De nombreuses villes du Bénin, notamment Cotonou, sont arrosées depuis quelques jours par des pluies diluviennes dont la fréquence et l’intensité inquiètent les populations. C’est une tendance qui pourrait s’étendre sur les mois de juin, juillet et d’Août, avec des cumuls pluviométriques globalement excédentaires.
Les pluies qui s’abattent sur Cotonou et environs, ces derniers jours, ne démentent pas la prévision saisonnière des caractéristiques agro- climatiques de la zone sahélo-soudanaise. Entre le 02 et le 06 juin 2017, au moins 157 mm de précipitations ont été enregistrées. Une tendance qui justifie largement les craintes des populations, selon Pierre Dako, Chef service climatologie de Météo Bénin. « Le rythme est assez accéléré. A cette allure, si ça doit continuer, nous allons dépasser largement la moyenne pluviométrique établie sur une trentaine d’années pour le mois de juin, c’est-à-dire la normale. Ça déverse une grande quantité d’eau sur la terre et c’est donc normal que les rues soient jonchées d’eau et les populations se plaignent », explique-t-il.

## CONSIGNES
1. Mettez à jour le passage de l'extrait sur les pluies au Bénin qui commence par les mots contenant « De nombreuses villes » et se termine par « pluviométriques globalement excédentaires. », en remplaçant « pluies diluviennes » par « averses torrentielles ».
2. Prolongez l'extrait sur les pluies au Bénin en reprenant juste après sa dernière phrase.

## INFORMATIONS FOURNIES
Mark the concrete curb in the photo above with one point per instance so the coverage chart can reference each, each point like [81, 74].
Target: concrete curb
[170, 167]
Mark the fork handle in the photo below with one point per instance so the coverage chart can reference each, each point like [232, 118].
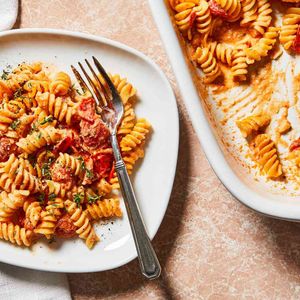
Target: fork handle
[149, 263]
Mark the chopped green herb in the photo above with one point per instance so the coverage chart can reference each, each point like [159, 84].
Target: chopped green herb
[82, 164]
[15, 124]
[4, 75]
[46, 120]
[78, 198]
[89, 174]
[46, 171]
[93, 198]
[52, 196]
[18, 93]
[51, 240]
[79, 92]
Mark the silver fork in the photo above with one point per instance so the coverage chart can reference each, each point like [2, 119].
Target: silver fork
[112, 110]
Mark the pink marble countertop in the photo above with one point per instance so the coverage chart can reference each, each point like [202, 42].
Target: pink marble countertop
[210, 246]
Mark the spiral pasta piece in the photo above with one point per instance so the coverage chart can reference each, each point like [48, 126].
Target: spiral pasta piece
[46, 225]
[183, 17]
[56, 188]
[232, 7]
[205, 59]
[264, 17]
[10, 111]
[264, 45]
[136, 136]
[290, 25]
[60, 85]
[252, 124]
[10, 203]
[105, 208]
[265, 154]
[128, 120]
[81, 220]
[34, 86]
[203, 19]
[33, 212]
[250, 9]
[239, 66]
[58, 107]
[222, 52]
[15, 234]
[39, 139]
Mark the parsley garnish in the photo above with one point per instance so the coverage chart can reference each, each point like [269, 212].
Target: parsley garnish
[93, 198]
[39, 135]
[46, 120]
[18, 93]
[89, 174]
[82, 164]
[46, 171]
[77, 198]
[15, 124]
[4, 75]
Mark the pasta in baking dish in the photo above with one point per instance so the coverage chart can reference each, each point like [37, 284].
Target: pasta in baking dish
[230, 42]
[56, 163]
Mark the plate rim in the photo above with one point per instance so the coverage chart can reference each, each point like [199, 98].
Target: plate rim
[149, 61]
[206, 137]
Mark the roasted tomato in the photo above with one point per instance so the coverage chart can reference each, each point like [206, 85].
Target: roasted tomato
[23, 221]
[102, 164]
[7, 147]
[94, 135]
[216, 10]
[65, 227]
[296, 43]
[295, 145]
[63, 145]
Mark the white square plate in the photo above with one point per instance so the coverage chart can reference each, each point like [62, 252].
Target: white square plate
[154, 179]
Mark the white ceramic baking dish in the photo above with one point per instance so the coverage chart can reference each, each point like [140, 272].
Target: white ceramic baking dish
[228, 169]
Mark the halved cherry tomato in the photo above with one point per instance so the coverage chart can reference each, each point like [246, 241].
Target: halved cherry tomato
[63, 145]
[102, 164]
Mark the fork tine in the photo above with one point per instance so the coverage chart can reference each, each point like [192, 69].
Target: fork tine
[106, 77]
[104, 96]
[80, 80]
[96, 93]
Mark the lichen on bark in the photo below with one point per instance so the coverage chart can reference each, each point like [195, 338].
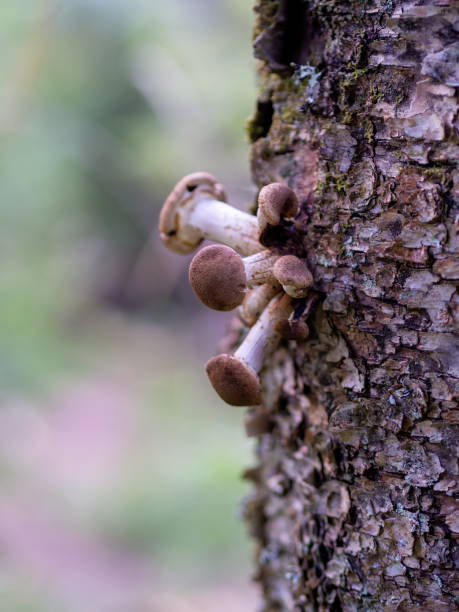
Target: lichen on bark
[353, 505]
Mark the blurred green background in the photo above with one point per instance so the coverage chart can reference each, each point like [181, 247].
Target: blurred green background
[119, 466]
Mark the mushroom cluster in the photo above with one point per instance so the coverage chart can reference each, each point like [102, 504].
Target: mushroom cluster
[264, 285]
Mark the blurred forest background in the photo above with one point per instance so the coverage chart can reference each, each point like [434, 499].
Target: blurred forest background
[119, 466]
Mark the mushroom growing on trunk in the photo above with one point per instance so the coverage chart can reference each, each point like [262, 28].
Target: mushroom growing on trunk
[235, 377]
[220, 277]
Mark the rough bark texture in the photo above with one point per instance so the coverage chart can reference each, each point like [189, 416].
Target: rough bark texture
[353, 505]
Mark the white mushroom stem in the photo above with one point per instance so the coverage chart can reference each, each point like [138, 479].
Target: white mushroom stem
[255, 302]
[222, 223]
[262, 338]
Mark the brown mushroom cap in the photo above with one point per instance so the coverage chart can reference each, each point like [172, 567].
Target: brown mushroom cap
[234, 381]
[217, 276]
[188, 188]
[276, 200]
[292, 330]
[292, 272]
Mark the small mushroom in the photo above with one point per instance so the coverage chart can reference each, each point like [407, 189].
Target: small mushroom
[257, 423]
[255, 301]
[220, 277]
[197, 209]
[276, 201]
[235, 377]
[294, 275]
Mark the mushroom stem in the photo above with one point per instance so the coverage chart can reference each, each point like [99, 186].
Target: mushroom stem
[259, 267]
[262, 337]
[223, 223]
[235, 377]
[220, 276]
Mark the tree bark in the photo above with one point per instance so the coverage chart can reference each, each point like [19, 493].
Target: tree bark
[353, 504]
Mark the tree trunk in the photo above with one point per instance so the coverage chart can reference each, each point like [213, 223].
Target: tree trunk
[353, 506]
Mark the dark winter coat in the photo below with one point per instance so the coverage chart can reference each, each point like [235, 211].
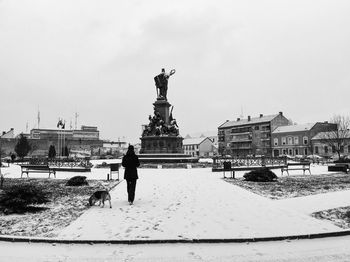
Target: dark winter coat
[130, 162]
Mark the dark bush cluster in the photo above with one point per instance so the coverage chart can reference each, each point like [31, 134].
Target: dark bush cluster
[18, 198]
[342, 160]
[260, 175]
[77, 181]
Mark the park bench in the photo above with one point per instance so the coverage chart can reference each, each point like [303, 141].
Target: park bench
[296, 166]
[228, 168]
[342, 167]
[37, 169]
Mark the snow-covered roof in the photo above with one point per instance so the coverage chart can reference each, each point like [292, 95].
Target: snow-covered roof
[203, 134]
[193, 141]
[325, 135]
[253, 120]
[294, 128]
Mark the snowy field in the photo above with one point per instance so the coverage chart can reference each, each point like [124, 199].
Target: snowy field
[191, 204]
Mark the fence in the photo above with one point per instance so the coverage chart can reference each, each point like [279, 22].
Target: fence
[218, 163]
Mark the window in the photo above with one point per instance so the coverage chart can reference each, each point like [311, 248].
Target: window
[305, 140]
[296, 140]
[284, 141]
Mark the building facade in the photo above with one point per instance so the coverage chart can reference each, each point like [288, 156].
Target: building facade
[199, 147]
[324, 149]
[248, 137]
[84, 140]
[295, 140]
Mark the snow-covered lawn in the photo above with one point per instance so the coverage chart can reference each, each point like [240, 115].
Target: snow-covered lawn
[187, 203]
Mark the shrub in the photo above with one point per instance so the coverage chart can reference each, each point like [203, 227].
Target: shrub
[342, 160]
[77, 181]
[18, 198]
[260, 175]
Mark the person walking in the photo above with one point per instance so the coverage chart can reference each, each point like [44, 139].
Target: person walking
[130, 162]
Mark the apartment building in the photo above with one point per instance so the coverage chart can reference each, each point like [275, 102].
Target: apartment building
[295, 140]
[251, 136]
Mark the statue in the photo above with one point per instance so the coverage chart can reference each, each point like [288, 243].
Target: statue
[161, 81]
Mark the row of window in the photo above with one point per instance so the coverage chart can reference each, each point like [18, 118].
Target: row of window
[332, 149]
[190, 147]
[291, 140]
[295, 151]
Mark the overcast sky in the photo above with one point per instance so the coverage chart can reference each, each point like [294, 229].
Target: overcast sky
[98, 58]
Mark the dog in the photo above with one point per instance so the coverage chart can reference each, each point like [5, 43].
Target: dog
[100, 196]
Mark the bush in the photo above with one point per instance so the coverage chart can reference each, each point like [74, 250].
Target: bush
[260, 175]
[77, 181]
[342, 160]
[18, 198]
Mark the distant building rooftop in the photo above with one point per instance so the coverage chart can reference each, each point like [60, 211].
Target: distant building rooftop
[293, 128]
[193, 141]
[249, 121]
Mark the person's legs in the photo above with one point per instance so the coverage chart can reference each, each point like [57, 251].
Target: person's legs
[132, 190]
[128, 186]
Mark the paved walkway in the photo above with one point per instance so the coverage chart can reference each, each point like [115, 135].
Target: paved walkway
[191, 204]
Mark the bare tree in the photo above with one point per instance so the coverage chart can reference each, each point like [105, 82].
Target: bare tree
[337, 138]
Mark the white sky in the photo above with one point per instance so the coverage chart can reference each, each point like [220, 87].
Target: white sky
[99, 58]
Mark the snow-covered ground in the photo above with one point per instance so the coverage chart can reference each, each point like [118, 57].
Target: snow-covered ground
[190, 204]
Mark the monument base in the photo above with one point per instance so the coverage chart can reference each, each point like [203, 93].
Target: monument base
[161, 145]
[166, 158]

## RÉPONSES ATTENDUES
1.
De nombreuses villes du Bénin, notamment Cotonou, sont arrosées depuis quelques jours par des averses torrentielles dont la fréquence et l’intensité inquiètent les populations. C’est une tendance qui pourrait s’étendre sur les mois de juin, juillet et d’Août, avec des cumuls pluviométriques globalement excédentaires.

2.
Le phénomène est sous régional. Le Forum des Prévisions Saisonnières des caractéristiques agro-hydro-climatiques de la zone Soudano-sahélienne, tenu à accra du 15 au 19 mai dernier annonce une saison avec des cumuls pluviométriques globalement excédentaires, un démarrage précoce anormal et des niveaux d’eaux équivalents ou supérieurs à la moyenne dans la majeure partie des bassins fluviaux. Les zones couvrant le Nord Ghana, le Nord Togo, la moitié Est du Burkina Faso, l’Ouest Nigéria, l’Ouest Niger, le Centre Mali, le Sud Mauritanie, la Gambie, le Nord Sénégal, le Sud Tchad et l’Est Cameroun et bien évidement le Nord du Bénin sont surtout concernés.
Le septentrion dans le viseur
L’Agence nationale de la météorologie, Météo-Bénin prévient pour la saison des pluies Juin-Juillet-Août tout le Bénin connaîtra des excédents pluviométriques du Sud au Nord. Cependant, en ce qui concerne la saison Juillet-Août-Septembre, seule la partie Nord de notre pays connaitra des excédents pluviométriques. « Du sud jusqu’à la hauteur de Parakou, le Bénin se trouve dans une tendance quasi normale par rapport à la moyenne climatologique observée ces 30 dernières années. Mais au-delà, la tendance restera excédentaire », déclare Pierre Dako.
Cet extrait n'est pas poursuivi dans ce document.